Material:
# # # #
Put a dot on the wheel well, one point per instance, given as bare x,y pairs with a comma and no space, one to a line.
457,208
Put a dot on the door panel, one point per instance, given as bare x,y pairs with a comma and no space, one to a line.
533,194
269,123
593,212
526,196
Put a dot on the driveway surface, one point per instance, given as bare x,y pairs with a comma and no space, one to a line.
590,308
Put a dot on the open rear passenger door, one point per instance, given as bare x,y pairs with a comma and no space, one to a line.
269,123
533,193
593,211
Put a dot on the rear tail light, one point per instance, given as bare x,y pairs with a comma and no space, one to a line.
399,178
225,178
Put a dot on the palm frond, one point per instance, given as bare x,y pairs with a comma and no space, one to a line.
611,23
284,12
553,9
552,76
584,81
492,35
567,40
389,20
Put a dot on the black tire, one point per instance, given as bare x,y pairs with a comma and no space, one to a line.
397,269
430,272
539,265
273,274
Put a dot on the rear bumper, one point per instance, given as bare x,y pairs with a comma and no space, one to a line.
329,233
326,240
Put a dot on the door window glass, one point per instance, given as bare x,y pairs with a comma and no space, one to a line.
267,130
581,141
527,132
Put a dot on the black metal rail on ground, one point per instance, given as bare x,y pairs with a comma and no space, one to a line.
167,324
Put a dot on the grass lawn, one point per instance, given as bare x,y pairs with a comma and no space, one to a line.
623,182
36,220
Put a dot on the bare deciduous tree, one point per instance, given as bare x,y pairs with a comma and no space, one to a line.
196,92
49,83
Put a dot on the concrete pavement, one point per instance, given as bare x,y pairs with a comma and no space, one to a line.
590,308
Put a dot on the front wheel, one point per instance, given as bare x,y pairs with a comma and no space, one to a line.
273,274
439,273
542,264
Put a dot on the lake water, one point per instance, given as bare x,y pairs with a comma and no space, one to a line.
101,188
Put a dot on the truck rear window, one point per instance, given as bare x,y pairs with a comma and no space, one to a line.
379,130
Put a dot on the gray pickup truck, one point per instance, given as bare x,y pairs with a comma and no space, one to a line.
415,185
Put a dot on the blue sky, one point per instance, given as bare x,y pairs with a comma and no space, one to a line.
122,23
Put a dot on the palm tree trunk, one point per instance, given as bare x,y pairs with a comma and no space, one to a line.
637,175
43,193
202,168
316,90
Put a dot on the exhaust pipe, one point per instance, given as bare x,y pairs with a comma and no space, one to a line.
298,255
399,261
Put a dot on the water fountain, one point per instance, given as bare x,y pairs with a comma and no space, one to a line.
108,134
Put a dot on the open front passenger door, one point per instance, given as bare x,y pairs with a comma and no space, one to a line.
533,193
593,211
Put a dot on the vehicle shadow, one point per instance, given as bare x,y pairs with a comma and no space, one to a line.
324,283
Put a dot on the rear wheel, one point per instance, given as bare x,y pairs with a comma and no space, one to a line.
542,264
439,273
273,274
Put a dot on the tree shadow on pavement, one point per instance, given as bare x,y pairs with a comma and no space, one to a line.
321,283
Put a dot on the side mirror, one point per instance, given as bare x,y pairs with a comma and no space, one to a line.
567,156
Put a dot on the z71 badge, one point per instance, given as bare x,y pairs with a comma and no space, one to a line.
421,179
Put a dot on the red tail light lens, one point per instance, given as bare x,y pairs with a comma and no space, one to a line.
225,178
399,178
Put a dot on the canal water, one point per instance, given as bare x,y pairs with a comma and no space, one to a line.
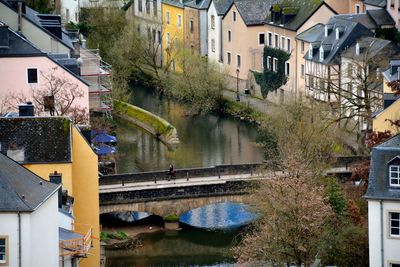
206,140
209,243
207,233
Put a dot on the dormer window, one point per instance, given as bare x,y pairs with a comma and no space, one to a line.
394,175
321,53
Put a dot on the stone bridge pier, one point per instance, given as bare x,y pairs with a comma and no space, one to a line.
172,206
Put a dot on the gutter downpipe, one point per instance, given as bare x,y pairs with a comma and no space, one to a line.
382,248
19,240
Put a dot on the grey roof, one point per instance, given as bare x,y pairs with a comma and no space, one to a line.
18,45
381,17
64,234
378,182
378,3
253,12
371,47
306,8
33,16
43,139
20,189
349,33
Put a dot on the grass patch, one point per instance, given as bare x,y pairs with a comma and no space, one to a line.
171,218
160,125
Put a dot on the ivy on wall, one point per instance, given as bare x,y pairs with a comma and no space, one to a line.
270,80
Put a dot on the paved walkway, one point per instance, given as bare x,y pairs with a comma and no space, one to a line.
173,183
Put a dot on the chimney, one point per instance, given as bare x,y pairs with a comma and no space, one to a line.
26,110
4,37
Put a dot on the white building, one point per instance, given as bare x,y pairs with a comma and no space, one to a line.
28,218
383,196
216,11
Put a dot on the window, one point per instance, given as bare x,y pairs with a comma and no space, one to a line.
140,6
148,6
394,218
179,21
275,65
3,250
357,9
394,175
191,26
270,39
261,39
287,68
168,39
32,75
155,8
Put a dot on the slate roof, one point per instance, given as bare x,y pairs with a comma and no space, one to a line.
378,3
350,32
20,189
43,139
370,47
17,45
305,9
222,6
378,181
253,12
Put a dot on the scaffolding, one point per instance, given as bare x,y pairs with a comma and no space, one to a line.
98,74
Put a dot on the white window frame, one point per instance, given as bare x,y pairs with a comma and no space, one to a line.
6,253
259,39
179,21
167,17
389,216
275,64
394,169
27,76
270,36
283,41
288,44
228,57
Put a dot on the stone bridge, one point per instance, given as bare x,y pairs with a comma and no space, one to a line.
190,188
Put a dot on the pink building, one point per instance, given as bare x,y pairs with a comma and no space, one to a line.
27,74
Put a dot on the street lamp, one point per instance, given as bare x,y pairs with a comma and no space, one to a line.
237,85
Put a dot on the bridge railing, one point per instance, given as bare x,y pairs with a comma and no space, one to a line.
189,173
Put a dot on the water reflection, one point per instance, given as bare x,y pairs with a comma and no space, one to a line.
219,216
205,140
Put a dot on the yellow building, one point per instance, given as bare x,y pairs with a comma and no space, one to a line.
391,110
173,31
53,145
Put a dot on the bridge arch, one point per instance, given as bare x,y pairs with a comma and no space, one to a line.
172,206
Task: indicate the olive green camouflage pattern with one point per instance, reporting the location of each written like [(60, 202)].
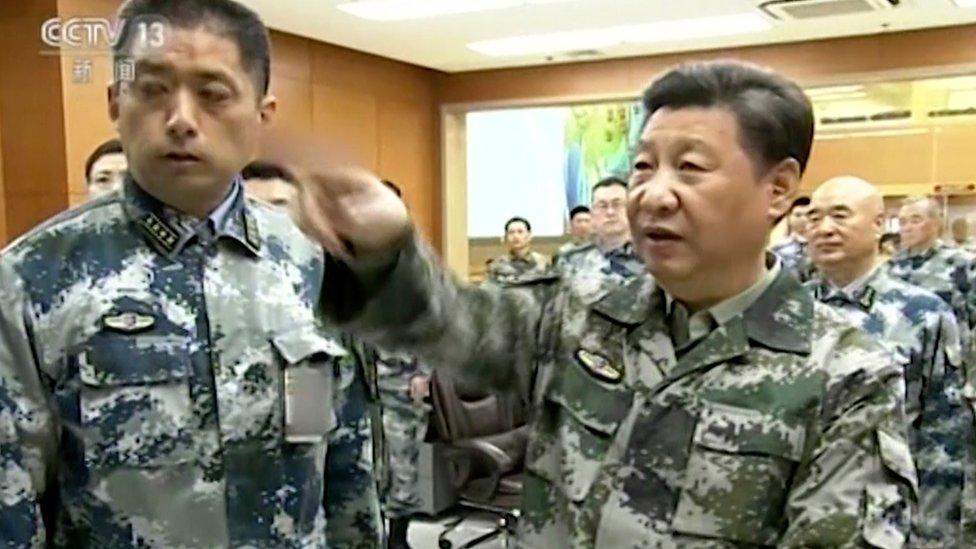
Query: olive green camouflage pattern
[(795, 257), (164, 382), (783, 427), (507, 268), (618, 264), (920, 329)]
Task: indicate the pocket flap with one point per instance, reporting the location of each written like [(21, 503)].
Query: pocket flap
[(898, 458), (745, 431), (303, 343), (114, 359), (597, 405)]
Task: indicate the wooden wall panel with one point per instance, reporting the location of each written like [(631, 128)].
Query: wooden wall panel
[(32, 132)]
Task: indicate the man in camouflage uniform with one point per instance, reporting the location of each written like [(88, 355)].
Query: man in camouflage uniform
[(580, 232), (164, 379), (713, 405), (520, 261), (352, 495), (610, 256), (846, 220), (929, 263), (793, 251), (947, 271), (401, 388)]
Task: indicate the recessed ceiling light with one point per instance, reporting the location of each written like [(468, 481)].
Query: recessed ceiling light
[(642, 33), (401, 10)]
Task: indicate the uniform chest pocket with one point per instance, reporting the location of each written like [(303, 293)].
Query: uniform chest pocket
[(738, 475), (579, 419), (310, 367), (135, 408)]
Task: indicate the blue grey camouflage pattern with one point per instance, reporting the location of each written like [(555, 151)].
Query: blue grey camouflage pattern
[(794, 257), (784, 426), (946, 271), (507, 268), (949, 272), (161, 387), (352, 503), (920, 329), (404, 428)]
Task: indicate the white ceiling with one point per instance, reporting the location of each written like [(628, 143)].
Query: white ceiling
[(441, 42)]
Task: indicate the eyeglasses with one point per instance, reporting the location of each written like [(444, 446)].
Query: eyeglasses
[(607, 206)]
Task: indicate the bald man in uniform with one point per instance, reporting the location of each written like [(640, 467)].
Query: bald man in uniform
[(846, 220)]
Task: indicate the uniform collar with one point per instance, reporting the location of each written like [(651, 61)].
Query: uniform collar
[(860, 293), (169, 231)]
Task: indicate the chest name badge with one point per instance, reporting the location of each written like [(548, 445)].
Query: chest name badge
[(129, 322), (597, 365)]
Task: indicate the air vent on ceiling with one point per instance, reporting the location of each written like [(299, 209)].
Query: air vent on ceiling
[(812, 9)]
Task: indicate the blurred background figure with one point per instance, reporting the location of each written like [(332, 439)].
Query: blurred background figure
[(520, 261), (960, 233), (793, 251), (269, 183), (888, 246), (105, 169), (580, 232)]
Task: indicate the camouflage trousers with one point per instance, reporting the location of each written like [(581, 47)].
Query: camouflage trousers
[(404, 426), (354, 518)]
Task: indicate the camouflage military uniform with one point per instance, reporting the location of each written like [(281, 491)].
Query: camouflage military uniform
[(946, 271), (164, 382), (784, 426), (619, 263), (508, 268), (565, 249), (920, 329), (354, 519), (793, 253), (404, 426)]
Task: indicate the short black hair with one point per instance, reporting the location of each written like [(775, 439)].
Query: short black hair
[(578, 210), (226, 17), (260, 169), (516, 219), (799, 202), (775, 117), (393, 187), (112, 146), (608, 182)]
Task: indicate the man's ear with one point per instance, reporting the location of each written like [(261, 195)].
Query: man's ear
[(784, 181)]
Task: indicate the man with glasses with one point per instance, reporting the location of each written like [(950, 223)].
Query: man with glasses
[(611, 255)]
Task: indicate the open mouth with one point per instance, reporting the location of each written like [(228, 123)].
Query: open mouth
[(661, 234), (182, 157)]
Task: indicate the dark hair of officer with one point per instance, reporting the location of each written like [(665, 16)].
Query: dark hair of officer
[(112, 146), (522, 220), (608, 182), (578, 210), (775, 117), (225, 17), (393, 187)]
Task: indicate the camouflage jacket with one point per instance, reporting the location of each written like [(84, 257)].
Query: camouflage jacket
[(785, 426), (565, 249), (506, 268), (946, 271), (920, 329), (793, 253), (164, 388), (619, 264)]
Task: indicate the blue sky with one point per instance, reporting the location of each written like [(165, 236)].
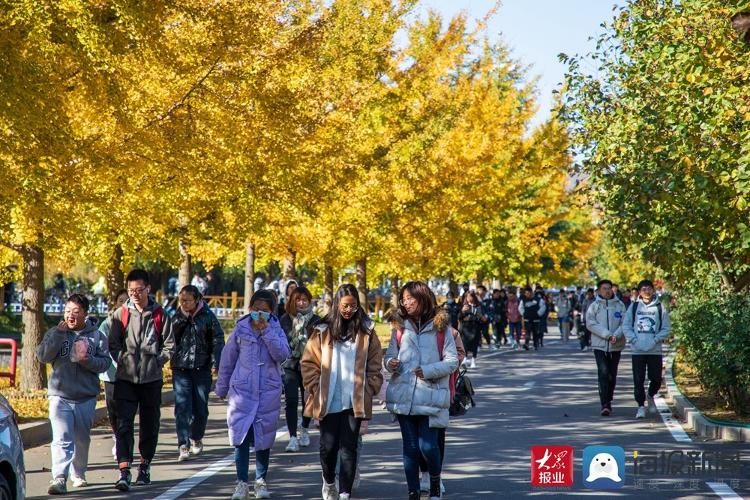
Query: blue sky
[(536, 31)]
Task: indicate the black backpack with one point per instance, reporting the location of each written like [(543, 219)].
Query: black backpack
[(464, 398)]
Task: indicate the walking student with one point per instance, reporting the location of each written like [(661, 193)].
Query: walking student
[(646, 326), (297, 324), (78, 353), (341, 372), (250, 379), (142, 342), (604, 319), (199, 340), (532, 308), (420, 363), (471, 317), (110, 375)]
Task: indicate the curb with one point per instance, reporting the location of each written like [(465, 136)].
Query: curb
[(40, 433), (694, 419)]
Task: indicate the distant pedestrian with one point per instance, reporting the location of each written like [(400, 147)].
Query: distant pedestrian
[(341, 372), (199, 340), (646, 326), (78, 353), (298, 323), (421, 363), (142, 342), (250, 379), (604, 319)]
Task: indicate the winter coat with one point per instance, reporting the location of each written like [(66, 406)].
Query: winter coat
[(604, 318), (250, 379), (318, 370), (409, 395), (646, 334), (74, 380), (198, 338), (141, 351), (514, 316)]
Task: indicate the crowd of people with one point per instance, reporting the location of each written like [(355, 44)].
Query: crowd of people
[(333, 366)]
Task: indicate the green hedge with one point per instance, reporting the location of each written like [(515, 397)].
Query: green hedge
[(714, 334)]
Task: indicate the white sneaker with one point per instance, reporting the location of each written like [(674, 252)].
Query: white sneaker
[(293, 445), (196, 447), (184, 453), (261, 490), (304, 437), (79, 482), (242, 491), (330, 492), (424, 482)]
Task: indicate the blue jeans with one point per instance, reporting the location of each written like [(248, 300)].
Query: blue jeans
[(242, 458), (191, 388), (419, 439)]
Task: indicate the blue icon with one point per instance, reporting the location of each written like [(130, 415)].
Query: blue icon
[(603, 467)]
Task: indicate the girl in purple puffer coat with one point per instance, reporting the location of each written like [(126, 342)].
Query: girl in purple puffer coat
[(250, 379)]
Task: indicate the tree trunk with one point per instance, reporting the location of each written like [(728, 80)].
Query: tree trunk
[(33, 373), (290, 265), (115, 276), (362, 283), (249, 273), (183, 277), (328, 282)]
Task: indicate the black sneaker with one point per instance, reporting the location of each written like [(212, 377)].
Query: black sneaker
[(144, 474), (123, 484)]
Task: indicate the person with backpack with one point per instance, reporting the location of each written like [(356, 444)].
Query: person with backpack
[(514, 320), (420, 363), (341, 372), (532, 309), (604, 319), (78, 353), (141, 340), (471, 316), (199, 340), (109, 376), (442, 325), (297, 323), (646, 326), (250, 380)]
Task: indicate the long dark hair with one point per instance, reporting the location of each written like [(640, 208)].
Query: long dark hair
[(426, 303), (340, 328)]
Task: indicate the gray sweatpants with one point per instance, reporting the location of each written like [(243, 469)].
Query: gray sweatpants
[(71, 435)]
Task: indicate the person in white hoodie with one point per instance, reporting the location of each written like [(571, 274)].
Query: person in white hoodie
[(604, 319), (646, 326)]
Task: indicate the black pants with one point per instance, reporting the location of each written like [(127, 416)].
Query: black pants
[(109, 398), (606, 367), (293, 393), (484, 329), (339, 431), (146, 400), (533, 330), (641, 364)]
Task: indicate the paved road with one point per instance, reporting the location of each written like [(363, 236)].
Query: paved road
[(524, 398)]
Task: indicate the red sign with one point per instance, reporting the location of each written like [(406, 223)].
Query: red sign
[(552, 466)]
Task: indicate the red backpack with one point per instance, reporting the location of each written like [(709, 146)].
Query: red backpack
[(158, 315), (441, 345)]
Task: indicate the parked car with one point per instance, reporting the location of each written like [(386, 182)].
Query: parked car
[(12, 471)]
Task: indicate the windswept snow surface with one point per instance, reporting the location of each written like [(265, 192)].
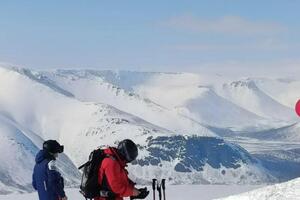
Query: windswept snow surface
[(177, 119), (283, 191), (173, 192)]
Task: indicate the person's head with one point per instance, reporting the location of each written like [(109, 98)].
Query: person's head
[(53, 147), (128, 150)]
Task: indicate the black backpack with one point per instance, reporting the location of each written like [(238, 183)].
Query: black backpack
[(89, 186)]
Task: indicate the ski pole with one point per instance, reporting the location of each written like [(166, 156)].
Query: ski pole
[(159, 190), (163, 184), (153, 187)]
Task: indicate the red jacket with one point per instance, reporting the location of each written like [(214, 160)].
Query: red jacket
[(116, 175)]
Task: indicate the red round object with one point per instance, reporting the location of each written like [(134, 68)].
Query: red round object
[(297, 108)]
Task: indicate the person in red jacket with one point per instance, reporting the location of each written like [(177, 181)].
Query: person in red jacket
[(113, 172)]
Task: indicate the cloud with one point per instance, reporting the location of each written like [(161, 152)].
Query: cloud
[(262, 45), (224, 25)]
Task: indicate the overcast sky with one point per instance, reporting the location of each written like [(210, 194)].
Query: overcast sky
[(261, 36)]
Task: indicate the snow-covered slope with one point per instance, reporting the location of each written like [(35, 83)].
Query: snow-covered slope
[(248, 95), (51, 111), (214, 110), (177, 94), (91, 86), (284, 90), (290, 133), (283, 191)]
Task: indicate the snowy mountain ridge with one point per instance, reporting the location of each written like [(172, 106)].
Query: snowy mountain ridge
[(87, 109)]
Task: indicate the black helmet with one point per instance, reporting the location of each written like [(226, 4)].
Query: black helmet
[(128, 150), (52, 146)]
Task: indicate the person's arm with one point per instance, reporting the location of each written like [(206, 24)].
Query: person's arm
[(55, 180), (118, 179), (33, 182)]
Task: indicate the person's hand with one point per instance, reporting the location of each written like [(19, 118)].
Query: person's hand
[(143, 193), (136, 192)]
# # # #
Problem description: Give again the records in the part that opens with the line containing "Task: indicate the eyeglasses" and closes with the line containing "169), (580, 232)]", swapping "uniform" for "outfit" and leaving everything else unchanged.

Answer to the problem:
Task: indicate the eyeglasses with one point per instance, reporting the location of each written like [(444, 446)].
Query: eyeglasses
[(607, 206)]
Task: indicate the bald man in outfit with one point per instance, reporting the location of each written like [(640, 467)].
Query: bald man in outfit
[(846, 220)]
Task: indicate the outfit collar with one point per instance, reporting the location of each written like [(651, 61)].
Query: outfit collar
[(860, 293), (169, 231)]
Task: indicate the chest name badge with one point per instance, reporting the location of each written like [(548, 445)].
Query: chest name badge
[(129, 322), (597, 365)]
Task: indicate the air vent on ceiling with one point per instance, reporting the location of each written like [(299, 209)].
Query: air vent on ceiling
[(812, 9)]
Task: indicate the blurred background figure with one point per instance, reporting the location of each written like [(332, 439)].
Query: blurred background figure
[(520, 261), (960, 233), (793, 251), (269, 183), (888, 246), (105, 169), (580, 232)]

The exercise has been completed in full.